* _Document section_
The Ministry of Health and Welfare said it would reassess whether choline alfoscerate, a dementia treatment, was worth receiving the national health insurance benefit.
The Health Insurance Policy Review Committee under the ministry said Friday it would review the drug’s reimbursement.
The ministry cited the reasons for the reevaluation as following: the insurance claims have recently increased significantly; no other country grants reimbursement as the drug is used as a health functional food, and the treatment lacks clinical evidence.
The government has registered 229 medicines that use choline alfoscerate as the main ingredient, including Chongkundang Gliatirin Soft Cap. The reimbursement claims for choline alfoscerate surged to 352.5 billion won ($286.1 million) in 2019 from 167.6 billion won in 2016, according to the health and welfare ministry.
Except for Italy, eight advanced countries that Korea refers to a reimbursement decision (U.S., U.K., France, Italy, Japan, Germany, Switzerland, and Canada) do not consider choline alfoscerate a prescription drug.
Also, the agent lacks literature evidence for the overall effectiveness, except for materials for the effect on dementia, given the existing approval conditions and the scope of the reimbursement, the ministry said.
The reevaluation will focus on the evidence-based clinical usefulness of choline alfoscerate, also considering the cost-effectiveness and the social demand, the government said.
The government’s decision came after lawmakers and civic groups requested the review of the drug’s effectiveness.
In August last year, the Korean Pharmacists for Democratic Society criticized the health and welfare ministry for “wasting the national health insurance cost” and requested an audit.
In a parliamentary audit in October, lawmakers pointed out that the agent needed a reevaluation on its clinical usefulness to make health insurance expenses more efficient.
However, the ministry has yet to establish a system to change the financing of health insurance spending by reevaluating a reimbursable drug’s clinical usefulness. The Ministry of Food and Drug Safety’s post-reevaluation system involves in approval, not reimbursement.
The health and welfare ministry said it had established the criteria for a re-evaluation of a drug reimbursement by forming a subcommittee under the Drug Reimbursement Review Committee.

* _Explore the material_
1. In the article on the choline alfoscerate review, how many medicines that use choline alfoscerate as the main ingredient has the government registered?
2. Reproduce the article on the choline alfoscerate review word for word, covering everything from "In August last" down to "approval, not reimbursement.".
3. Render into Spanish this sentence from the article on the choline alfoscerate review: "The Health Insurance Policy Review Committee under the ministry said Friday it would review the drug’s reimbursement."

* _Given entries_
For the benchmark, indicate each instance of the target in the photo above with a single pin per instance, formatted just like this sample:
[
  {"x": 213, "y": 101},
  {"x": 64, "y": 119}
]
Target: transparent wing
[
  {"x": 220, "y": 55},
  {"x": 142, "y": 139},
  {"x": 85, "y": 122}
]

* _Exercise results_
1. 229 medicines

2.
In August last year, the Korean Pharmacists for Democratic Society criticized the health and welfare ministry for “wasting the national health insurance cost” and requested an audit.
In a parliamentary audit in October, lawmakers pointed out that the agent needed a reevaluation on its clinical usefulness to make health insurance expenses more efficient.
However, the ministry has yet to establish a system to change the financing of health insurance spending by reevaluating a reimbursable drug’s clinical usefulness. The Ministry of Food and Drug Safety’s post-reevaluation system involves in approval, not reimbursement.

3. El Comité de Revisión de Políticas del Seguro de Salud, dependiente del ministerio, afirmó el viernes que revisaría el reembolso del medicamento.